• **TO BE DONE**: Tally how many lines in the rows below contain the word "icon", and give only that number.

───

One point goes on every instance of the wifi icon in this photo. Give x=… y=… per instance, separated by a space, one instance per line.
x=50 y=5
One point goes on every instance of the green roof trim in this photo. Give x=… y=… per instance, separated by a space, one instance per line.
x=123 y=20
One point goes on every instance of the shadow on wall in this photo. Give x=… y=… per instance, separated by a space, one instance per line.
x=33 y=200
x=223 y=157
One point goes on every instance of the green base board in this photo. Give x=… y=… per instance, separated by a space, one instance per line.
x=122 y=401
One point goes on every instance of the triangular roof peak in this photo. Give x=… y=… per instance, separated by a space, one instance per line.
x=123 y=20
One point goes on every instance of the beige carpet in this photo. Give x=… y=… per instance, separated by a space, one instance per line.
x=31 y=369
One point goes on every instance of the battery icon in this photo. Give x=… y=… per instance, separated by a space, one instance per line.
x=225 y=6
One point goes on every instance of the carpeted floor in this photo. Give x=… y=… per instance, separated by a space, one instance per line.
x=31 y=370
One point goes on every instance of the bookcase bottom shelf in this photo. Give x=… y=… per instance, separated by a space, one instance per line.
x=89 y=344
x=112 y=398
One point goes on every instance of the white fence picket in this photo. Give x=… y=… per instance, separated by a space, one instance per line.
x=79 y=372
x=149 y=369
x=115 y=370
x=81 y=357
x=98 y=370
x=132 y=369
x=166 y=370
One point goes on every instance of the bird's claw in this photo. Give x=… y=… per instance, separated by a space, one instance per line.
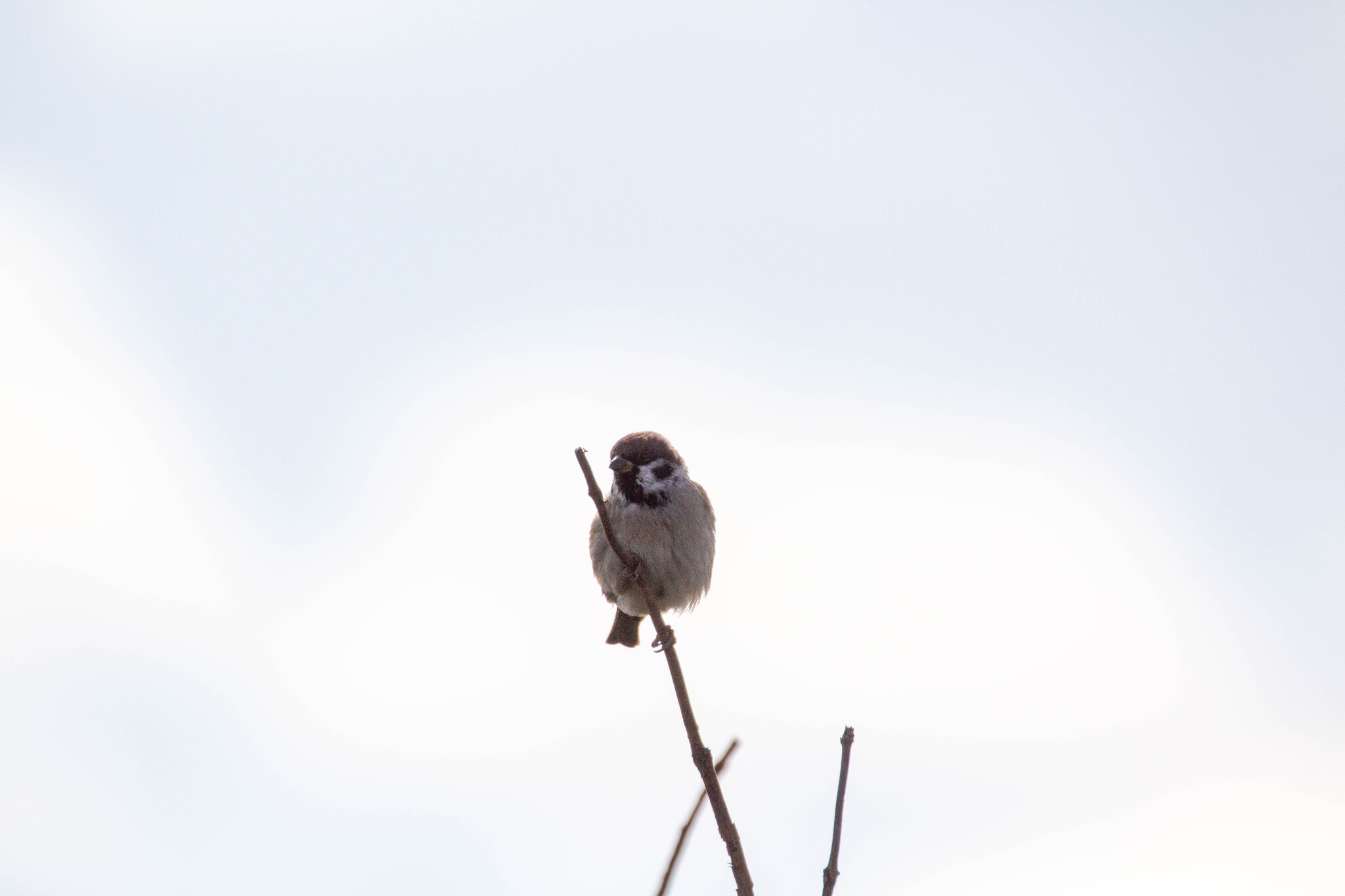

───

• **WRITTEN SOLUTION**: 2